Size does matter…some ladies (and men) like it small.

Writer/Blogger Greg Verdino wrote a book called Micro Marketing.  In his book he references social media and that everyone who participates in it- has an audience.  Everyone with a twitter, Facebook, Pinterest, etc….has an audience of people who care enough to notice or even engage in the things they do.  As you know, you don’t have to be a celebrity to have an audience (insert famous blogger name here).  I met and saw Greg’s presentation 2 years ago. I don’t agree with everything he says in his books/blogs, but I do pay attention to the guy.  
Here’s an excerpt from the book that might help to summarize where I am going with this:
“Every day the world sees 1 million new blog posts, tens of millions of tweets, hundreds of millions of new pieces of Facebook content, and more than 1 billion you tube videos.  Where does your brand fit in?  In our age of information saturation, consumer attention is the scarcest commodity of all-which makes your job tougher than ever. How do you thread your messages through billions of bite-sized information snapshots to reach the right people?  One thing is for sure, you’re not going to succeed using traditional approaches.  Mass marketing is dead; the next big thing is indeed very little”.
What Greg is suggesting is to think and act small.  I’m not saying we need to necessarily do that with everything we do- just suggesting that we should apply energy to the smaller pockets of audience as well.  We should continue to do the big pool type marketing, but make sure we are not forgetting the smaller efforts.   Often we are enamored with the big chatter of getting on TV or having 250 billboards.  Yes, this is awesome and we should continue to want that.  Let’s not forget about the extra mile stuff.  The little things.
The goal is to get the message out.  To have more people see it.  To drive our numbers up.  It doesn’t always have to be the P1 hard core listeners-I can certainly be shared to your individual pockets of audience as well. Suggest to your friends and family members, etc.  Everyone on social media has an audience.  Their audience needs to see the content we create too.  Sales should share this with their clients (especially the ones who DIDN’T buy into it).  Every promotion part-time person should put this on their personal pages and share with their friends.  I sent it off to my friends in radio (that don’t work here or even for the company) and they shared it too.  My brother who has 97 Facebook friends will be getting an email from me today to share this with his “audience”.  I’m assuming I can stop now….you get the point?

■ Tasks to carry out:
(1) Please repeat the section of the micro marketing post that begins at the words "The goal is" and stops after "get the point?".
(2) For each statement, say yes or no to whether the micro marketing post supports it, and quote the deciding words: (a) The author met Greg Verdino and saw his presentation two years ago. (b) The author says big efforts such as TV and billboards should be dropped in favor of small ones. (c) The author's brother has 97 Facebook friends.

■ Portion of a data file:
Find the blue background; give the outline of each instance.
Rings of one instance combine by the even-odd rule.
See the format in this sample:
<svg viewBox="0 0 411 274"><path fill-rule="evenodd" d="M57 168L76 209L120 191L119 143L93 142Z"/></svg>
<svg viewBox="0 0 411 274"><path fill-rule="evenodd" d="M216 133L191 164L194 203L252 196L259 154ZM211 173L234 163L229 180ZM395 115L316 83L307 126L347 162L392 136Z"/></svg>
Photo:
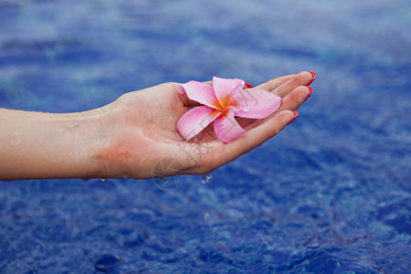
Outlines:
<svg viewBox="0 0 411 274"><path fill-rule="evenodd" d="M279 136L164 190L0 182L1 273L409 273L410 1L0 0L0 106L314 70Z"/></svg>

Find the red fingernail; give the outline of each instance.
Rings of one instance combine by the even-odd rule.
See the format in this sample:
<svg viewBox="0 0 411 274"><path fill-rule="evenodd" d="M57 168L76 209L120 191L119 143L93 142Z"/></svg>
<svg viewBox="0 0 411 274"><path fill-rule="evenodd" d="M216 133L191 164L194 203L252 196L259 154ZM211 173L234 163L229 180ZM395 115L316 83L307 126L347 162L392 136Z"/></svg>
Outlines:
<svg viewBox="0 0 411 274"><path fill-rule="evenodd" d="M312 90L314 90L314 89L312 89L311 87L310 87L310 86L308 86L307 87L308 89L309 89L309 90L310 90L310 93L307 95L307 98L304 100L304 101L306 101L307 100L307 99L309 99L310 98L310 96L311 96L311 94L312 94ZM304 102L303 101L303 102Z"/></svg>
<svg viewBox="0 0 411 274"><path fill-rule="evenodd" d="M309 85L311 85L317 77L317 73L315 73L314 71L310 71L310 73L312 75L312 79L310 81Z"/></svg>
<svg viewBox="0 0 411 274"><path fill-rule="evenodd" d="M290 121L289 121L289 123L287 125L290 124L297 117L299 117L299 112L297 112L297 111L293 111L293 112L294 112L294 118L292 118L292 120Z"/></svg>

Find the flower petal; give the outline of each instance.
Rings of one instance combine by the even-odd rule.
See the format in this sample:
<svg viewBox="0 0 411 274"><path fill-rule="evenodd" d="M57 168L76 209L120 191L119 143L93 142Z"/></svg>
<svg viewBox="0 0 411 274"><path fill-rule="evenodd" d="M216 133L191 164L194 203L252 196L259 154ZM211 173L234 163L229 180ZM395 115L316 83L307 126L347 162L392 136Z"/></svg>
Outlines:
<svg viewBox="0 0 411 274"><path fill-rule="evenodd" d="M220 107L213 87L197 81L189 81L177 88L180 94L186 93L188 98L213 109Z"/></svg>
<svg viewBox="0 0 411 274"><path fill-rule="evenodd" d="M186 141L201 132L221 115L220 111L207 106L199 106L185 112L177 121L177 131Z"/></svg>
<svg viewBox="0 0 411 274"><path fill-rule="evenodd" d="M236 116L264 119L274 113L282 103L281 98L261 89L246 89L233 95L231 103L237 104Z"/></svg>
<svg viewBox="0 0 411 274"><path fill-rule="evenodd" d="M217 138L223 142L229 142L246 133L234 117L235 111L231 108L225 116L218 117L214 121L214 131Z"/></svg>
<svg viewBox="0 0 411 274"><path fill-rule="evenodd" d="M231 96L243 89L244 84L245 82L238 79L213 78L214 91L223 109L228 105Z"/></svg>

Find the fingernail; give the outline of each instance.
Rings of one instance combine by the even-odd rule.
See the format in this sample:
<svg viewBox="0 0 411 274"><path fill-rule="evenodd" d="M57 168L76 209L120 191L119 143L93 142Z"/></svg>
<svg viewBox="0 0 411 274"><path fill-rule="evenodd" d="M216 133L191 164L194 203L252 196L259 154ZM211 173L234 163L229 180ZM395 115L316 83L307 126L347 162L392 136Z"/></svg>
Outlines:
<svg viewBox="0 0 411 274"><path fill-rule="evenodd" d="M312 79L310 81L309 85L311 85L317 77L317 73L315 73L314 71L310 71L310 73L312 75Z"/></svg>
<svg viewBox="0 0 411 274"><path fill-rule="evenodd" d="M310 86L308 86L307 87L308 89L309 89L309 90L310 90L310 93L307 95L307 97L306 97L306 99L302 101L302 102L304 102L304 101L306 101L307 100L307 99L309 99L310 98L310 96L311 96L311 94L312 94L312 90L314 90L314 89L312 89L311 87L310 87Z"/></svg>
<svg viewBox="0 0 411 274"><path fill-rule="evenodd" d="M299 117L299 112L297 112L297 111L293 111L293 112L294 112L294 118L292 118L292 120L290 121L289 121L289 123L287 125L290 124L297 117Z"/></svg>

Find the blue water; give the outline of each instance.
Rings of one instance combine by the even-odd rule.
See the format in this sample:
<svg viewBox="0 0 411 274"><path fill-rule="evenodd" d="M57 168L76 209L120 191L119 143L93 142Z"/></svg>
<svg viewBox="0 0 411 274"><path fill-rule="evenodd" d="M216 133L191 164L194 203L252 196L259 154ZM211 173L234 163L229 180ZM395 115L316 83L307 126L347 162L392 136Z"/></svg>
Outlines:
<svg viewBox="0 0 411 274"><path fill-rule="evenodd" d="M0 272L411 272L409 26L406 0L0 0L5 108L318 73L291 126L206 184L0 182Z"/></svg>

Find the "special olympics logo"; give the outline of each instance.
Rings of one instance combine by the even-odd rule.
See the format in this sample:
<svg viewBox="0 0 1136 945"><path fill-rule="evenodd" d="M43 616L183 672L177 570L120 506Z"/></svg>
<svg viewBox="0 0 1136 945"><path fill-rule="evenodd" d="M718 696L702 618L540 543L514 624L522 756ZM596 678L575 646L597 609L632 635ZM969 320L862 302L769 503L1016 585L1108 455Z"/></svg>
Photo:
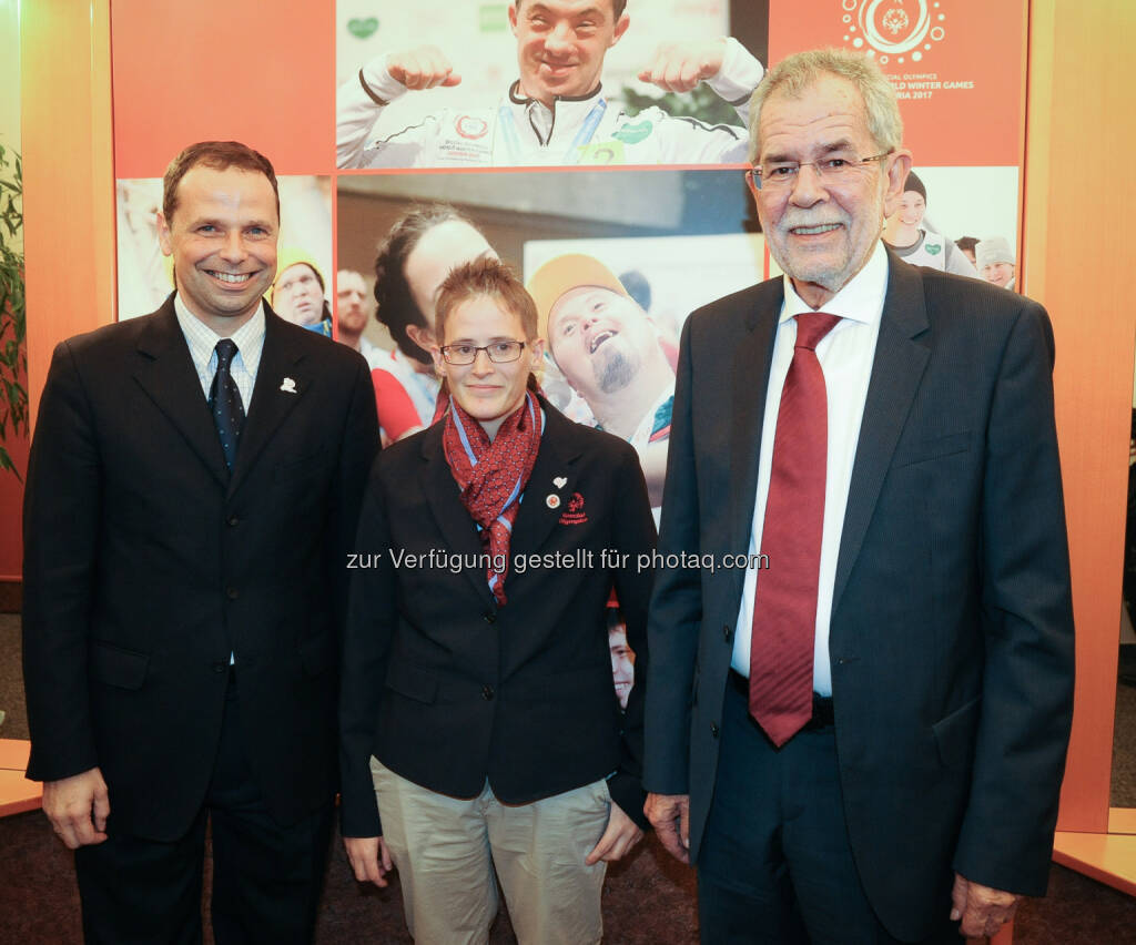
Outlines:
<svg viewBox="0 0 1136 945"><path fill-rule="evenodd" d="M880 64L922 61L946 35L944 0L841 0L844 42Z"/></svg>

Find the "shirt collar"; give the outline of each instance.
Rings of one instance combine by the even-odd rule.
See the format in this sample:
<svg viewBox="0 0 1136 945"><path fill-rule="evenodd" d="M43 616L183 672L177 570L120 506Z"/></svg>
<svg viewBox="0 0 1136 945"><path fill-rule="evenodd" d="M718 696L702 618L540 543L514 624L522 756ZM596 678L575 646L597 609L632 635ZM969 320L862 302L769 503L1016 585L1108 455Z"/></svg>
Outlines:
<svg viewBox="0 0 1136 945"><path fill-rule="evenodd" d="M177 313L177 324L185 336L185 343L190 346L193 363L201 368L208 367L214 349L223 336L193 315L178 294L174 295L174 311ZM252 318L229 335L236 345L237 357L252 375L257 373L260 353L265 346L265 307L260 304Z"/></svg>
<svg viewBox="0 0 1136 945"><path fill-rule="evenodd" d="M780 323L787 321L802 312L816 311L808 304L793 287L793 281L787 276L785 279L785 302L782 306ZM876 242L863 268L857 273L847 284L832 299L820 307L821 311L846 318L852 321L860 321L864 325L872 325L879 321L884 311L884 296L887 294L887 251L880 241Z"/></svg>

■ Solutions:
(1)
The goal is to get the message out.  To have more people see it.  To drive our numbers up.  It doesn’t always have to be the P1 hard core listeners-I can certainly be shared to your individual pockets of audience as well. Suggest to your friends and family members, etc.  Everyone on social media has an audience.  Their audience needs to see the content we create too.  Sales should share this with their clients (especially the ones who DIDN’T buy into it).  Every promotion part-time person should put this on their personal pages and share with their friends.  I sent it off to my friends in radio (that don’t work here or even for the company) and they shared it too.  My brother who has 97 Facebook friends will be getting an email from me today to share this with his “audience”.  I’m assuming I can stop now….you get the point?

(2)
(a) Yes: "I met and saw Greg’s presentation 2 years ago."
(b) No: "We should continue to do the big pool type marketing, but make sure we are not forgetting the smaller efforts."
(c) Yes: "My brother who has 97 Facebook friends"